> Provided data:
......
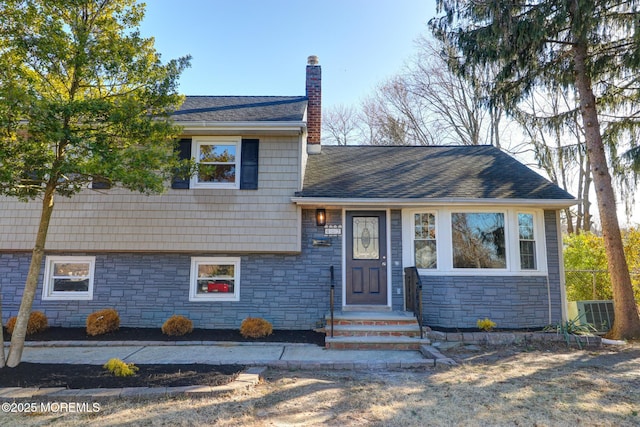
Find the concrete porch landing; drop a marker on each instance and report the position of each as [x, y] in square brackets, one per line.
[374, 330]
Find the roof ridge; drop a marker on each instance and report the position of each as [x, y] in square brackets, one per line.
[245, 96]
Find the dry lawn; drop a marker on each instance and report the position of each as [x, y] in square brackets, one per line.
[503, 386]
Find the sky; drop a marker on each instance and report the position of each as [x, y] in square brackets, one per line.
[260, 47]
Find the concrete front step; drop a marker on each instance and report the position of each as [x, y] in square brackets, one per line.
[397, 330]
[372, 318]
[410, 330]
[375, 343]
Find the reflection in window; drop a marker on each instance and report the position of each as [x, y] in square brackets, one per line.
[527, 242]
[215, 279]
[478, 240]
[216, 163]
[425, 240]
[68, 278]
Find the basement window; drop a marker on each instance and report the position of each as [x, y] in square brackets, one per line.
[215, 279]
[68, 278]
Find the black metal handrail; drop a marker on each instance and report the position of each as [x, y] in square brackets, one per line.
[413, 297]
[332, 294]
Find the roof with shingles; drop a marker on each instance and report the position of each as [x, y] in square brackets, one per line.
[242, 109]
[423, 172]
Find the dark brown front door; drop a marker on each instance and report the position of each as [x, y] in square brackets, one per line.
[366, 263]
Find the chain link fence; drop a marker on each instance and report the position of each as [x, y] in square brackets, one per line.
[595, 285]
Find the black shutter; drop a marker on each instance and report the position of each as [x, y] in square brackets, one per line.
[184, 153]
[249, 164]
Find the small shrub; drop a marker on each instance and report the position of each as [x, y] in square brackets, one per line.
[177, 325]
[102, 322]
[486, 324]
[255, 327]
[120, 369]
[37, 323]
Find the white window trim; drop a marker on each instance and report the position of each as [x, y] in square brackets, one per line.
[445, 247]
[48, 294]
[193, 282]
[221, 140]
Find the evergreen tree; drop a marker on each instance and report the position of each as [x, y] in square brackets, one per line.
[590, 46]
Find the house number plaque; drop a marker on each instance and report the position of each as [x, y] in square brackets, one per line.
[333, 230]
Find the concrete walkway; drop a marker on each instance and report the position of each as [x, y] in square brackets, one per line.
[280, 355]
[258, 356]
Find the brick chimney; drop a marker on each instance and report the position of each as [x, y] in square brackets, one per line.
[314, 105]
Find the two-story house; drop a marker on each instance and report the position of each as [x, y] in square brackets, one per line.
[257, 229]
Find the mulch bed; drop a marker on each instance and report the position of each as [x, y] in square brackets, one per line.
[94, 376]
[155, 334]
[162, 375]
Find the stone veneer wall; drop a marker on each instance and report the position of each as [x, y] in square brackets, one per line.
[290, 290]
[510, 301]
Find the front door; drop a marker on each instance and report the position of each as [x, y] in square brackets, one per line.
[366, 253]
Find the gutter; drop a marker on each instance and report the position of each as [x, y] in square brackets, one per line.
[298, 126]
[403, 202]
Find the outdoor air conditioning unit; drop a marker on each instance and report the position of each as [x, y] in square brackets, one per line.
[597, 313]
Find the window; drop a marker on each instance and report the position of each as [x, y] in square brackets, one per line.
[483, 241]
[527, 240]
[425, 240]
[217, 162]
[215, 279]
[478, 240]
[68, 278]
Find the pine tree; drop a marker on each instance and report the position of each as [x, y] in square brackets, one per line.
[591, 47]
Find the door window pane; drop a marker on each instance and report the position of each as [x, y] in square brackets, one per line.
[366, 239]
[425, 240]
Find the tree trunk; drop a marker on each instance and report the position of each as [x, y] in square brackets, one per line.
[627, 323]
[2, 357]
[20, 329]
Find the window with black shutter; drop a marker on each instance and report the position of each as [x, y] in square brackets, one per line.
[249, 164]
[184, 153]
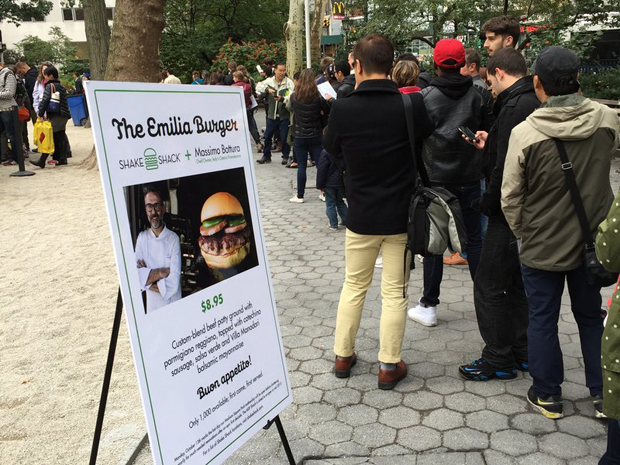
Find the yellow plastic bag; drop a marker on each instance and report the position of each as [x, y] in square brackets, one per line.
[44, 136]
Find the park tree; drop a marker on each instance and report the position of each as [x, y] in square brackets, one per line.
[196, 29]
[97, 36]
[134, 51]
[15, 12]
[294, 33]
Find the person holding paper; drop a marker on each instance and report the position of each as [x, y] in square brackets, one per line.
[158, 256]
[310, 111]
[276, 90]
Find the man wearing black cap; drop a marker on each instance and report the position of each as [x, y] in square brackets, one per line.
[452, 102]
[540, 211]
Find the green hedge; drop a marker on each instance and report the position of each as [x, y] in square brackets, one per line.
[602, 85]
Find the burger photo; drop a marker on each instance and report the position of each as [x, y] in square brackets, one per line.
[224, 235]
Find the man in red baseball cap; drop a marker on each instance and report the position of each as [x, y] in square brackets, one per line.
[452, 102]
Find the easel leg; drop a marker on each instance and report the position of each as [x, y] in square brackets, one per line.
[283, 438]
[106, 379]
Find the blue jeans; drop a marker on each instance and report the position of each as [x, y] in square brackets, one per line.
[273, 126]
[334, 199]
[303, 147]
[544, 295]
[612, 456]
[6, 126]
[433, 265]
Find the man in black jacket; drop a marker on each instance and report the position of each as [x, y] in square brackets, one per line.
[499, 296]
[452, 103]
[369, 129]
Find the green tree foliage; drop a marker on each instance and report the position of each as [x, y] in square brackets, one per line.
[548, 21]
[58, 49]
[196, 29]
[248, 54]
[16, 12]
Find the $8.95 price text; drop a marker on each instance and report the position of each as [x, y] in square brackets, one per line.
[209, 304]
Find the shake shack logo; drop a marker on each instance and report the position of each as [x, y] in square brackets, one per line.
[150, 160]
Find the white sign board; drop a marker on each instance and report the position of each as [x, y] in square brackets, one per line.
[181, 196]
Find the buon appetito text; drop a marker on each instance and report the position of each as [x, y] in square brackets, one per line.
[173, 126]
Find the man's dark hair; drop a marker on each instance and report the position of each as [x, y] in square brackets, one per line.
[453, 71]
[151, 189]
[472, 56]
[375, 53]
[51, 71]
[504, 26]
[343, 67]
[564, 85]
[407, 57]
[509, 61]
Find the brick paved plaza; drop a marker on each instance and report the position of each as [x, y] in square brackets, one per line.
[433, 416]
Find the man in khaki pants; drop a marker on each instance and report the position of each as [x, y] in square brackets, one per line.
[368, 129]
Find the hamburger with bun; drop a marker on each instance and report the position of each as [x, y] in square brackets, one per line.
[224, 235]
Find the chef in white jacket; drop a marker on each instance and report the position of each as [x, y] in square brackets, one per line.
[158, 256]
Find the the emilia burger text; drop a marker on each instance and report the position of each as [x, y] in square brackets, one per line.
[173, 126]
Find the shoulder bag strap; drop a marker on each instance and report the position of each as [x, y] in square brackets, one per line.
[567, 167]
[418, 163]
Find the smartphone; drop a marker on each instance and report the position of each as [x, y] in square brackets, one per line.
[467, 133]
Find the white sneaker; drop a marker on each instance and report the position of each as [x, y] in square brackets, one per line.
[426, 316]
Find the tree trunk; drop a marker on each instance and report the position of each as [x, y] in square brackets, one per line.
[134, 46]
[316, 27]
[293, 31]
[97, 36]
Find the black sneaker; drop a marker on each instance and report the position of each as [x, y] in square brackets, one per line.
[481, 370]
[550, 406]
[598, 407]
......
Omit the pictures. Repeat the rest of the data exactly.

> Output of the exercise:
Find the concrete porch landing; drop a marker on each instance and report the position of each as [x, y] in square brackets, one per line.
[374, 330]
Find the roof ridge; drop a marker on each instance and report the position of each as [x, y] in square brackets, one per line.
[245, 96]
Find the dry lawn; drop a marker on each instance and report the position of each as [x, y] in square brackets, one per line.
[503, 386]
Find the sky; drop a marker on each instance and report the position of each as [x, y] in square brackets, one per line.
[260, 47]
Find the concrete front step; drop a marker on each instance and report the position of each as [x, y] in square brackets, one per line.
[397, 330]
[372, 318]
[410, 330]
[375, 343]
Find the reflection in window; drop a marker on each instance and report the position of each as [x, y] in square brackets, one per line.
[527, 242]
[215, 279]
[478, 240]
[216, 163]
[425, 240]
[68, 278]
Find the basement window; drop a marker on each instance and report the position of each as [x, y] in square brackets, one per line.
[215, 279]
[68, 278]
Find the black metal handrail; drop a marker on each instance and report the position of each as [x, y] in square brackets, one per line.
[413, 297]
[332, 294]
Find the roof with shingles; drop a marker on each instance and report the position of each as [x, y] in square brackets, one per line.
[242, 109]
[423, 172]
Find the dark brown front door; drop a marker on each instance and report the position of each as [x, y] in square brackets, one per line.
[366, 263]
Find the chain link fence; drop a marker on each instance and report the position of each as [x, y] in square brackets, one per line.
[595, 285]
Find the black shutter; drop a marker on each instance and report the position of each as [x, y] in square brackets, one per line.
[184, 153]
[249, 164]
Find the small shrub; drop a marker on each instance and report the position of each as [x, y] in square brackets, one per line.
[177, 325]
[102, 322]
[486, 324]
[255, 327]
[120, 369]
[37, 323]
Find the white window trim; drop a marker on each instance and report the position of each as [x, y] in square brackets, one per line.
[445, 247]
[48, 294]
[193, 282]
[221, 140]
Find the evergreen tree; drop a marker on each instance and report the position of each as [x, y] in square brackets, one per line.
[590, 46]
Find the house number plaque; drop a marker on each instance and report the position of each as [x, y] in square brackets, one per line.
[333, 230]
Find the concrete walkway; drop a marker on each instance and report the position of each as [x, y] in square brackets, one per line.
[280, 355]
[258, 356]
Find the brick chimney; drop a marker on each instance and report the position of each as [x, y] in square brackets, one per line.
[314, 105]
Find the two-story house; drop a marker on each instance and report the position of each as [x, y] in square brackets, one per line.
[257, 229]
Find the mulch bed; drop a marker on each instance and report the position of each as [x, y] in square brackets, one per line.
[94, 376]
[155, 334]
[162, 375]
Find the stone veneer wall; drop a marker on each instance and report the position of each as [x, y] in square brackets, one per line.
[290, 290]
[510, 301]
Find the front door; drop a marker on each instance and report the position of each as [x, y] in square brackets, one per line.
[366, 253]
Find the gutter; drop a marker on each instance and report the position of each as [x, y] in square brackets, one per line.
[298, 126]
[403, 202]
Find the outdoor air conditioning unit; drop a marker on each instance and report the position of each as [x, y] in square brackets, one per line.
[597, 313]
Find the window; drop a marker on each instance and report the position of each as [x, y] in square brackets, one per line.
[483, 241]
[527, 240]
[425, 240]
[217, 162]
[215, 279]
[478, 240]
[68, 278]
Find the pine tree; drop a marker on each instance and report the position of each as [x, y] in square brackets, one per line.
[591, 47]
Find the door window pane; drop a marker on each instance and report the position of each as [x, y] in square brackets, one per line.
[366, 239]
[425, 240]
Find the tree trunk; drop a marker on each instance and report the position of each as [x, y] in square brackets, one per line.
[627, 323]
[2, 357]
[20, 329]
Find the window with black shutter; drop a marker on each instance and report the position of each as [x, y] in square brackets, one per line.
[249, 164]
[184, 153]
Find the yellow plastic bag; drop a marker on each instance and report the position of each as [x, y] in square brackets, one per line.
[44, 136]
Find the park tree; drop a marker on each instance and report the position of each as [x, y] in square brackets, one per line.
[196, 29]
[97, 36]
[134, 51]
[15, 12]
[294, 33]
Find the person holding paper; drop a marker on each instance and report the position of each as [x, y] in square brackets, one per line.
[158, 256]
[310, 111]
[276, 90]
Find the man wearing black cap; drop a marker on each instance and report the position of each as [x, y] in square brackets, one per line.
[452, 102]
[540, 211]
Find the green hedge; drop a marker on each instance and report the position of each as [x, y] in square brackets, one per line.
[602, 85]
Find the burger photo; drop a marker on each instance and report the position of each as [x, y] in square brackets, one per line.
[224, 235]
Find the man in red baseball cap; drop a marker on each instance and report the position of each as [x, y] in square brackets, one per line.
[452, 102]
Find the easel leg; drop a marker on each instance and report the position of each as [x, y] in square brackets, one per line.
[283, 438]
[106, 379]
Find the blue jeans; drop a marker on each instance and report the position of each as [x, y] in square brackets, one per line.
[273, 126]
[334, 199]
[303, 147]
[544, 295]
[612, 456]
[6, 126]
[433, 265]
Find the man in black jacket; drop a marker on each instance and report the position of each as [x, y] in square brackets, one per line.
[499, 296]
[452, 103]
[369, 129]
Find the green tree foliage; drop a marker on each instance and report the position of each as [x, y] in square brackets, one per line.
[548, 21]
[58, 49]
[196, 29]
[248, 54]
[16, 12]
Find the $8.95 price text; drop a marker on each instance and report the position of each as [x, y] in square brackets, one per line.
[209, 304]
Find the shake shack logo; drop a marker on each instance and report the position of each as [x, y] in square brackets, one per line.
[150, 160]
Find the white sign board; drop a marker on each instance and report the position of each as [x, y] in square brackets, one per line.
[181, 196]
Find the buon appetito text; drop a marker on each instance and report the position of each as [x, y] in square brackets, one per line.
[173, 126]
Find the man's dark hair; drop a marker on each instance and report the position of each as [x, y] in square brackets, one per line.
[453, 71]
[151, 189]
[472, 56]
[375, 53]
[51, 71]
[504, 26]
[343, 67]
[564, 85]
[407, 57]
[509, 61]
Find the brick paved plaza; drop a marker on each instance and report the position of each as [x, y] in square brackets, one per line.
[433, 416]
Find the man in khaki pants; drop a marker on each instance and report the position of each as [x, y] in square brackets, one per line.
[368, 129]
Find the hamburger with bun; drop a marker on each instance and report the position of each as [x, y] in square brackets, one per line.
[224, 235]
Find the chef in white jacket; drop a marker on each instance and report the position of each as [x, y] in square brackets, one per line.
[158, 256]
Find the the emilia burger text; drop a marker on each instance and report the position of each as [x, y] in square brackets, one per line.
[173, 126]
Find the shoulder bag strap; drop a marker on each instance and report the position of each as [x, y] in square brackets, one per line.
[567, 167]
[418, 163]
Find the smartphone; drop a marker on each instance and report the position of each as [x, y] in square brackets, one per line.
[467, 133]
Find the white sneaker; drop a marker on each instance and report the position of each as [x, y] in square brackets, one per line.
[426, 316]
Find the tree trunk; drop a marker on each instance and report the position of each as [x, y] in square brackets, one per line.
[134, 46]
[316, 27]
[293, 31]
[97, 36]
Find the black sneaker; drop a marker on each instance and report the position of each as [x, y] in square brackets, one per line.
[481, 370]
[550, 406]
[598, 407]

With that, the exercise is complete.